Problem to work on: Reproduce verbatim the items from the line containing "# target: <item>stucco column</item>" through the line containing "408], [102, 425]]", omitting the pictures from your reproduction.

----- Records to process

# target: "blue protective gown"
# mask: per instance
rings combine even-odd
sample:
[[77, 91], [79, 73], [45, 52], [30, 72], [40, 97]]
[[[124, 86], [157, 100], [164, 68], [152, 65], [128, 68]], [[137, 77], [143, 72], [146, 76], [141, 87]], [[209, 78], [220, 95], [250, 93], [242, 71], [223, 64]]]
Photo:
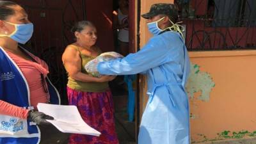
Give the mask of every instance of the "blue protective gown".
[[189, 63], [184, 40], [174, 31], [153, 36], [138, 52], [99, 63], [101, 74], [147, 75], [149, 99], [139, 144], [189, 143], [189, 102], [184, 89]]

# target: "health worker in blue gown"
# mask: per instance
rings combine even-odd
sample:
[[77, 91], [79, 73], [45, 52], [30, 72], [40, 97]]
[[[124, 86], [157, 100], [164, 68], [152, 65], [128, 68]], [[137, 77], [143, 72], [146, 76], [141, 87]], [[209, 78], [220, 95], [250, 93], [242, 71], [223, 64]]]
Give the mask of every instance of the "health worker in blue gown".
[[140, 51], [101, 62], [104, 75], [142, 73], [147, 77], [148, 101], [143, 114], [139, 144], [189, 144], [189, 102], [185, 85], [189, 60], [172, 4], [153, 4], [142, 15], [154, 35]]

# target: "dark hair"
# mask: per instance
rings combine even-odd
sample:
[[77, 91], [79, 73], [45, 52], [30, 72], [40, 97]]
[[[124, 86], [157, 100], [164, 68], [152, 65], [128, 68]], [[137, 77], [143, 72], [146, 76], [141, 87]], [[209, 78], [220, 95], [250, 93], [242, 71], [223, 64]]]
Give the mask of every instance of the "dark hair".
[[15, 12], [11, 8], [18, 4], [8, 1], [0, 1], [0, 20], [6, 20], [10, 15], [13, 15]]
[[77, 31], [80, 33], [84, 29], [85, 26], [95, 27], [94, 24], [90, 21], [82, 20], [77, 22], [76, 24], [75, 24], [75, 25], [71, 29], [71, 32], [75, 33], [76, 31]]

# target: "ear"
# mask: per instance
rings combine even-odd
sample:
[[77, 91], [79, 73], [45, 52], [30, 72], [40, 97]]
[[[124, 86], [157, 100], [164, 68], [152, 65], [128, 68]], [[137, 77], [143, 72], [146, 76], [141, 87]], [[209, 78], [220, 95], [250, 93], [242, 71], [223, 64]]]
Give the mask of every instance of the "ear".
[[163, 19], [163, 22], [164, 24], [169, 22], [169, 17], [168, 17], [168, 16], [164, 16], [164, 19]]
[[0, 28], [2, 28], [4, 26], [4, 22], [3, 20], [0, 20]]
[[77, 38], [79, 36], [79, 33], [78, 33], [77, 31], [75, 31], [75, 36], [76, 38]]

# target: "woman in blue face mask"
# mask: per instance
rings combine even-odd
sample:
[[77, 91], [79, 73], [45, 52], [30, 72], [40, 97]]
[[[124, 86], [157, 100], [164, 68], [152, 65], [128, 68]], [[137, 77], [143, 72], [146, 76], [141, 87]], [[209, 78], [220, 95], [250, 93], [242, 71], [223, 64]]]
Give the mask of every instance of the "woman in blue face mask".
[[175, 23], [177, 16], [173, 4], [153, 4], [142, 15], [153, 36], [141, 50], [97, 66], [101, 74], [147, 75], [149, 97], [141, 118], [139, 144], [189, 143], [189, 103], [184, 88], [189, 60], [182, 28]]
[[36, 108], [39, 102], [60, 104], [47, 77], [48, 67], [19, 46], [30, 39], [33, 31], [23, 8], [0, 1], [0, 143], [36, 144], [40, 140], [44, 143], [46, 134], [49, 138], [58, 132], [46, 121], [53, 118]]

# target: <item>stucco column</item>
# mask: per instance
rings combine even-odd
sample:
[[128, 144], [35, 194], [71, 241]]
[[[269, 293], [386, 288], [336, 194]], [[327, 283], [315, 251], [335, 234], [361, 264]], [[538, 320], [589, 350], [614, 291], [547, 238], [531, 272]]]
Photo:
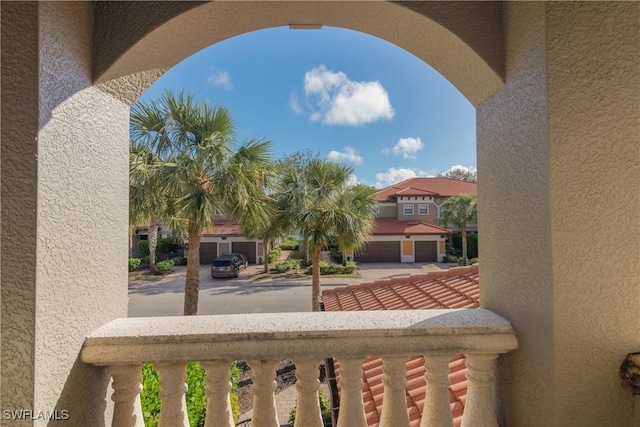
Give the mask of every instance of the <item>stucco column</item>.
[[481, 305], [509, 319], [506, 425], [630, 426], [640, 349], [640, 4], [508, 3], [478, 107]]
[[108, 375], [78, 355], [127, 315], [129, 106], [92, 87], [91, 3], [1, 7], [1, 408], [102, 425]]

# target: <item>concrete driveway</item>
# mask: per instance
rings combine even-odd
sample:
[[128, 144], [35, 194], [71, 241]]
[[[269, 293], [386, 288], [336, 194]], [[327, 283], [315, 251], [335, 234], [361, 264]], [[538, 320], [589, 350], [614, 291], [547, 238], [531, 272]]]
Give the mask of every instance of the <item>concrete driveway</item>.
[[[359, 264], [358, 278], [322, 278], [323, 289], [425, 273], [451, 264], [371, 263]], [[238, 278], [212, 279], [208, 265], [200, 267], [198, 314], [286, 313], [311, 311], [311, 277], [256, 280], [260, 265], [242, 270]], [[159, 280], [129, 283], [129, 317], [181, 316], [186, 267]]]

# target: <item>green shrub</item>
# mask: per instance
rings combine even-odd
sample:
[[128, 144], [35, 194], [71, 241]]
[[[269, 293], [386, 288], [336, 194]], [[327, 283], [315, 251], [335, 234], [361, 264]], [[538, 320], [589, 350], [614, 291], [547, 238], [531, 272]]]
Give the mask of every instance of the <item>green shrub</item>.
[[149, 241], [148, 240], [140, 240], [138, 242], [138, 255], [144, 258], [149, 256]]
[[458, 257], [455, 256], [455, 255], [446, 255], [444, 257], [444, 262], [447, 262], [447, 263], [450, 263], [450, 264], [453, 264], [453, 263], [457, 264], [458, 263]]
[[[351, 274], [357, 268], [355, 261], [348, 261], [346, 265], [342, 264], [329, 264], [326, 261], [320, 261], [320, 275], [327, 274]], [[313, 273], [313, 267], [309, 267], [309, 274]]]
[[[322, 425], [324, 427], [331, 427], [331, 404], [329, 399], [324, 395], [322, 390], [318, 390], [318, 402], [320, 403], [320, 414], [322, 415]], [[294, 425], [296, 422], [296, 407], [294, 406], [289, 412], [289, 425]]]
[[269, 251], [269, 264], [276, 262], [281, 252], [280, 248], [271, 249]]
[[[238, 379], [240, 369], [236, 365], [231, 365], [231, 412], [233, 419], [237, 420], [240, 414], [238, 405]], [[161, 402], [158, 397], [160, 392], [160, 376], [153, 369], [153, 365], [147, 363], [142, 366], [142, 392], [140, 393], [140, 403], [142, 404], [142, 414], [146, 427], [156, 427], [160, 420]], [[205, 395], [206, 373], [198, 362], [191, 362], [187, 365], [187, 413], [189, 414], [189, 425], [191, 427], [204, 426], [204, 419], [207, 411], [207, 398]]]
[[[454, 255], [462, 256], [462, 233], [456, 231], [451, 236]], [[478, 257], [478, 233], [467, 232], [467, 257]]]
[[129, 271], [136, 270], [141, 262], [140, 258], [129, 258]]
[[300, 265], [299, 259], [289, 259], [283, 262], [279, 262], [275, 265], [274, 269], [276, 273], [285, 273], [289, 270], [296, 268], [296, 265]]
[[331, 251], [331, 258], [333, 259], [333, 262], [342, 264], [342, 252], [340, 252], [340, 249], [336, 246], [331, 246], [329, 250]]
[[173, 265], [187, 265], [187, 259], [181, 256], [171, 258]]
[[158, 254], [170, 254], [176, 251], [176, 244], [170, 237], [164, 239], [158, 239], [156, 244], [156, 253]]
[[171, 261], [170, 259], [166, 261], [160, 261], [159, 263], [156, 264], [156, 269], [158, 270], [158, 273], [161, 273], [161, 274], [170, 272], [172, 268], [173, 268], [173, 261]]

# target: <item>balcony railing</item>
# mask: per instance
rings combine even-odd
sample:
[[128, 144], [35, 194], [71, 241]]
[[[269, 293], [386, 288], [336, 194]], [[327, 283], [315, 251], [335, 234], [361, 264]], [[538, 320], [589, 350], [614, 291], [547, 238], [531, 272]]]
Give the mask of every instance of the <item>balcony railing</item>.
[[229, 367], [247, 360], [253, 375], [253, 427], [279, 426], [275, 363], [296, 365], [296, 427], [322, 427], [317, 391], [322, 359], [340, 362], [339, 427], [365, 427], [362, 361], [381, 356], [384, 398], [381, 427], [409, 425], [404, 362], [424, 355], [427, 391], [421, 427], [452, 426], [448, 360], [466, 355], [468, 392], [463, 426], [497, 426], [492, 387], [495, 359], [517, 347], [509, 322], [484, 310], [406, 310], [243, 314], [114, 320], [91, 334], [82, 361], [112, 376], [114, 427], [143, 427], [139, 393], [143, 363], [160, 374], [160, 426], [188, 426], [186, 365], [207, 373], [205, 425], [232, 427]]

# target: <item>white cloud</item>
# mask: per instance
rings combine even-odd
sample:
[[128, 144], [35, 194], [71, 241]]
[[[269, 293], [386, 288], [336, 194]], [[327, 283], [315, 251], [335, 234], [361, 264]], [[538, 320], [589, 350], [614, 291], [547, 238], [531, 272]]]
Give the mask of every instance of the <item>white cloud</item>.
[[229, 73], [222, 70], [214, 69], [207, 77], [207, 83], [213, 87], [221, 87], [222, 89], [233, 89], [231, 77]]
[[[404, 159], [415, 159], [416, 153], [424, 148], [424, 144], [420, 138], [400, 138], [396, 145], [391, 149], [396, 156], [402, 156]], [[388, 149], [385, 150], [388, 152]]]
[[362, 156], [358, 154], [353, 148], [346, 146], [342, 151], [331, 150], [327, 155], [327, 159], [332, 162], [348, 161], [359, 165], [362, 163]]
[[384, 188], [415, 176], [418, 176], [418, 172], [411, 168], [389, 168], [386, 172], [376, 174], [375, 186]]
[[352, 81], [324, 65], [305, 73], [304, 91], [311, 121], [325, 125], [361, 126], [395, 114], [380, 82]]
[[294, 113], [296, 114], [302, 113], [302, 108], [300, 107], [300, 103], [298, 102], [298, 97], [296, 96], [295, 93], [292, 93], [291, 96], [289, 97], [289, 106], [291, 107], [291, 110]]

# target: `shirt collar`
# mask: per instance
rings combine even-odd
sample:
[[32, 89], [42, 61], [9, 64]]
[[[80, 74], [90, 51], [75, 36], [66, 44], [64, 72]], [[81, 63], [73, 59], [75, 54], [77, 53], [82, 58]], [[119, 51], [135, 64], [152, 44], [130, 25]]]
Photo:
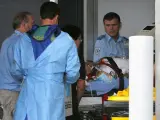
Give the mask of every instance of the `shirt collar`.
[[[108, 41], [114, 40], [114, 39], [113, 39], [111, 36], [109, 36], [107, 33], [106, 33], [106, 38], [108, 39]], [[117, 40], [117, 42], [122, 41], [122, 39], [123, 39], [123, 37], [118, 36], [118, 40]]]

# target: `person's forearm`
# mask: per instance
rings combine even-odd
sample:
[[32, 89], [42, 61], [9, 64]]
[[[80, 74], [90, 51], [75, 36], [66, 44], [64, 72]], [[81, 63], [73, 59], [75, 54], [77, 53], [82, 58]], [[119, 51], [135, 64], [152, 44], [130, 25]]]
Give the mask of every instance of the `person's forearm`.
[[78, 80], [77, 82], [77, 100], [78, 100], [78, 104], [84, 94], [85, 91], [85, 80]]

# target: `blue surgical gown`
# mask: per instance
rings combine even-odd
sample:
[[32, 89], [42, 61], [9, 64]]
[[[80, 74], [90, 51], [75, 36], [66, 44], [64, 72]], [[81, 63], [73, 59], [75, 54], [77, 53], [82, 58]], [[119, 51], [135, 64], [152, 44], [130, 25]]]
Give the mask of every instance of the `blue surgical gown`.
[[13, 74], [24, 75], [14, 120], [65, 120], [64, 83], [76, 82], [79, 68], [77, 48], [68, 34], [61, 32], [36, 60], [31, 40], [23, 36], [12, 67]]

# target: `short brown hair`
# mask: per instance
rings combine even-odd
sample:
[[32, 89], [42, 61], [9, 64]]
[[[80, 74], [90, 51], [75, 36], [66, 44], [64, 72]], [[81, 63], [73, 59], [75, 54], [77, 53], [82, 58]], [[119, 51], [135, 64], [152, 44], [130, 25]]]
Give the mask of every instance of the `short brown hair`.
[[22, 24], [22, 22], [27, 23], [28, 20], [28, 16], [32, 15], [30, 12], [19, 12], [14, 18], [13, 18], [13, 22], [12, 22], [12, 27], [13, 29], [17, 29], [20, 27], [20, 25]]

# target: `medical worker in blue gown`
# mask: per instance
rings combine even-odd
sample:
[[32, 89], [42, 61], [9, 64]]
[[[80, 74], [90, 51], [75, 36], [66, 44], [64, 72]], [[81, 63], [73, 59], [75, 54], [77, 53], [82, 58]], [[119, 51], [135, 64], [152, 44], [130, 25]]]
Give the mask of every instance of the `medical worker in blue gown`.
[[12, 72], [24, 76], [14, 120], [65, 120], [64, 84], [79, 78], [73, 39], [58, 27], [59, 8], [45, 2], [41, 26], [15, 46]]

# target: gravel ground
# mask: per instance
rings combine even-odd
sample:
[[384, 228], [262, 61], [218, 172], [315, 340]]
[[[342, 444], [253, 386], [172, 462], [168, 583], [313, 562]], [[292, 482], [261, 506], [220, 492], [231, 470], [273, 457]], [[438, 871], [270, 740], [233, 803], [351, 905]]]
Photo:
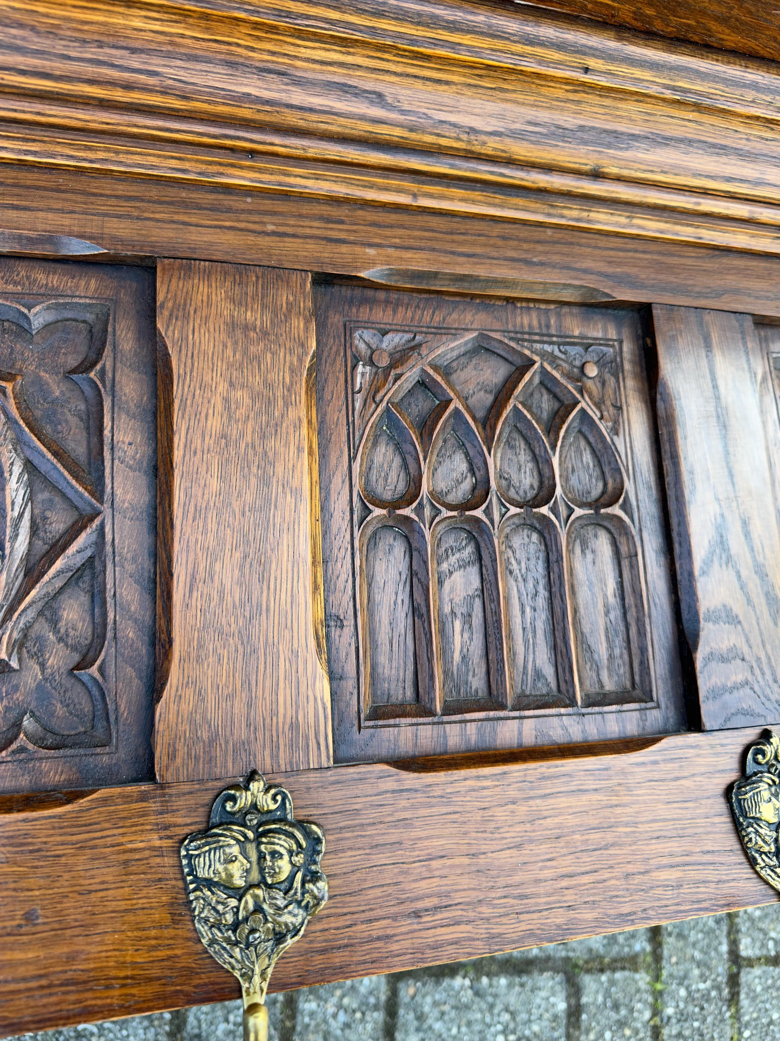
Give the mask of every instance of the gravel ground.
[[[780, 1041], [780, 904], [268, 998], [269, 1041]], [[241, 1041], [238, 1001], [27, 1041]]]

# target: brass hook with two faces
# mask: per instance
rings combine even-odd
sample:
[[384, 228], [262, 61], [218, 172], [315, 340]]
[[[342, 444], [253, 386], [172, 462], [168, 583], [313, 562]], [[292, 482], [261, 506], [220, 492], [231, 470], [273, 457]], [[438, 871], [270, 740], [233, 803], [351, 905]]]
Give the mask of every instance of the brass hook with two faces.
[[241, 984], [244, 1041], [267, 1041], [277, 959], [328, 899], [321, 828], [295, 820], [289, 792], [253, 771], [214, 801], [209, 828], [182, 842], [194, 926]]

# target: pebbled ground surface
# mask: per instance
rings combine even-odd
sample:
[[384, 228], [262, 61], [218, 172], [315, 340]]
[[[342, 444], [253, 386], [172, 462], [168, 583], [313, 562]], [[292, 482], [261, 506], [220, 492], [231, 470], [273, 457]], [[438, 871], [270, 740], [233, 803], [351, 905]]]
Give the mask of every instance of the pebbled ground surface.
[[[780, 1041], [780, 904], [272, 995], [269, 1041]], [[240, 1002], [27, 1041], [241, 1041]]]

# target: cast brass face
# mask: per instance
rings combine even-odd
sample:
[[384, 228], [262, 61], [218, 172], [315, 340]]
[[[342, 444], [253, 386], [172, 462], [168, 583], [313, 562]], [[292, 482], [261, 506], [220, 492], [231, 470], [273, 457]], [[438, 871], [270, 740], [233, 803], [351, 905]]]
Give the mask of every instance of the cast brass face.
[[764, 882], [780, 890], [780, 738], [769, 731], [748, 751], [745, 777], [729, 791], [745, 852]]
[[289, 792], [257, 771], [217, 795], [208, 831], [182, 842], [194, 925], [240, 981], [246, 1041], [264, 1041], [274, 965], [328, 899], [323, 852], [322, 830], [295, 820]]

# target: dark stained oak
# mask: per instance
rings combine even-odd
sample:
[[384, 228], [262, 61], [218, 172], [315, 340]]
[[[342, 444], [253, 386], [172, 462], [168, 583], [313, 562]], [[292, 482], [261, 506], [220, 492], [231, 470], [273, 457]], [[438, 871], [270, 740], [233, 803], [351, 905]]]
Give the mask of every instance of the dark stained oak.
[[682, 624], [702, 722], [776, 722], [780, 425], [770, 358], [747, 314], [656, 306], [653, 318]]
[[0, 19], [3, 163], [780, 252], [765, 61], [477, 0], [3, 0]]
[[151, 780], [154, 278], [0, 260], [0, 791]]
[[157, 272], [174, 460], [158, 780], [326, 766], [308, 515], [309, 276], [173, 260]]
[[315, 308], [336, 761], [681, 729], [635, 312]]
[[[563, 748], [465, 772], [276, 776], [296, 817], [324, 829], [331, 895], [271, 988], [776, 900], [725, 798], [757, 736], [678, 735], [575, 760]], [[226, 784], [107, 789], [29, 812], [17, 801], [0, 814], [0, 1035], [238, 996], [198, 939], [179, 862]]]
[[523, 0], [545, 10], [592, 18], [608, 25], [672, 40], [780, 59], [780, 11], [762, 0]]

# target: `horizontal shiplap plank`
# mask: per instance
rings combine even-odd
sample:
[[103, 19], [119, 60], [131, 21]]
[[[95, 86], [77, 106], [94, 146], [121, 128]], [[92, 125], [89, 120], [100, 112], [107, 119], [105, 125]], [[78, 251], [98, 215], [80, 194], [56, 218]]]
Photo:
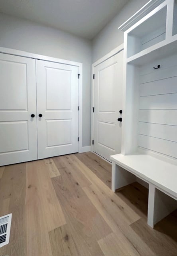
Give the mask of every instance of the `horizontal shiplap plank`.
[[177, 93], [141, 97], [140, 109], [176, 109]]
[[148, 47], [151, 46], [152, 45], [157, 44], [161, 41], [165, 40], [165, 33], [164, 32], [158, 36], [155, 37], [154, 38], [152, 38], [150, 40], [148, 40], [147, 42], [143, 42], [143, 44], [141, 45], [141, 50], [142, 51], [145, 49], [146, 49], [146, 48], [148, 48]]
[[[153, 68], [152, 66], [152, 69]], [[153, 69], [154, 70], [154, 69]], [[153, 72], [140, 76], [140, 84], [144, 84], [153, 81], [164, 79], [165, 78], [176, 76], [177, 76], [177, 66], [170, 66], [167, 68], [160, 68], [153, 71]]]
[[144, 135], [138, 135], [139, 146], [177, 158], [177, 142]]
[[177, 125], [177, 110], [140, 110], [139, 120], [155, 124]]
[[177, 92], [177, 76], [150, 82], [140, 85], [140, 96]]
[[177, 126], [140, 122], [139, 134], [177, 142]]
[[[157, 65], [160, 65], [160, 68], [158, 70], [154, 69], [153, 67], [157, 67]], [[143, 65], [140, 68], [141, 76], [146, 75], [152, 73], [157, 73], [161, 69], [171, 68], [171, 67], [177, 65], [177, 54], [169, 55], [168, 57], [155, 60], [150, 62], [147, 62], [147, 64]]]

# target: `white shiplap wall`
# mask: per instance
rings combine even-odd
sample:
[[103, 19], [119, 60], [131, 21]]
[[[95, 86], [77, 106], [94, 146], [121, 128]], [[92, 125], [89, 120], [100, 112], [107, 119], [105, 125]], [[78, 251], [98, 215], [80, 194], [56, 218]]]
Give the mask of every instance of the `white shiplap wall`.
[[144, 66], [140, 74], [138, 146], [177, 158], [177, 55]]

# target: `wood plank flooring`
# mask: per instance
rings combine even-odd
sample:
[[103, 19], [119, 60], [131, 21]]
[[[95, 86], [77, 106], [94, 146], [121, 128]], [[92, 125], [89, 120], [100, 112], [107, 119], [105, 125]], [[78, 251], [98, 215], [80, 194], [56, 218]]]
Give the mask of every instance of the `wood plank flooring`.
[[91, 152], [0, 167], [0, 216], [12, 213], [0, 255], [174, 256], [177, 211], [147, 224], [148, 190], [114, 193], [111, 166]]

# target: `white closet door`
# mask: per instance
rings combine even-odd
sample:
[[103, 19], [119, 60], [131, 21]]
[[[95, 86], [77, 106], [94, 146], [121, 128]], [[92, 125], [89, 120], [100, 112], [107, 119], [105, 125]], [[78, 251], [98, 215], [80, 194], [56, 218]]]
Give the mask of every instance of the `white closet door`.
[[78, 68], [37, 61], [39, 159], [79, 151]]
[[0, 54], [0, 166], [36, 159], [35, 60]]
[[123, 51], [94, 68], [93, 151], [110, 161], [120, 153]]

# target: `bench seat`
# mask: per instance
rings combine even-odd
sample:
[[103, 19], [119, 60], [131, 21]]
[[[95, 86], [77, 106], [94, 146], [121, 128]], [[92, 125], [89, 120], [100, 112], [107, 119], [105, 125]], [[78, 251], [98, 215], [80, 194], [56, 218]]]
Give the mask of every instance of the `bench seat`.
[[115, 192], [136, 180], [149, 184], [148, 223], [154, 225], [177, 208], [177, 166], [148, 155], [111, 156], [112, 189]]

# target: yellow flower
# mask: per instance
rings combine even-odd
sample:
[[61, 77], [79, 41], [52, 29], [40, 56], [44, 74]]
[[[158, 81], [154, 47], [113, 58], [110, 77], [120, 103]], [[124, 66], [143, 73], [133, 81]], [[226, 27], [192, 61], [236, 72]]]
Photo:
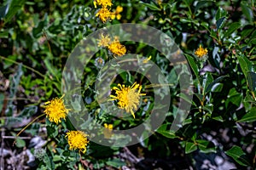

----------

Exercise output:
# target: <item>stucco column</item>
# mask: per instance
rings combine even-odd
sample:
[[128, 144], [35, 194], [71, 241]]
[[[269, 293], [386, 288], [336, 194]], [[327, 283], [315, 251], [335, 234], [361, 264]], [[538, 320], [589, 350], [614, 291], [547, 238], [531, 272]]]
Photo:
Give the mask of every instance of the <item>stucco column</item>.
[[481, 305], [509, 319], [506, 425], [630, 426], [640, 349], [640, 4], [508, 3], [478, 107]]
[[108, 375], [78, 355], [127, 315], [129, 106], [92, 87], [91, 3], [1, 7], [1, 408], [102, 425]]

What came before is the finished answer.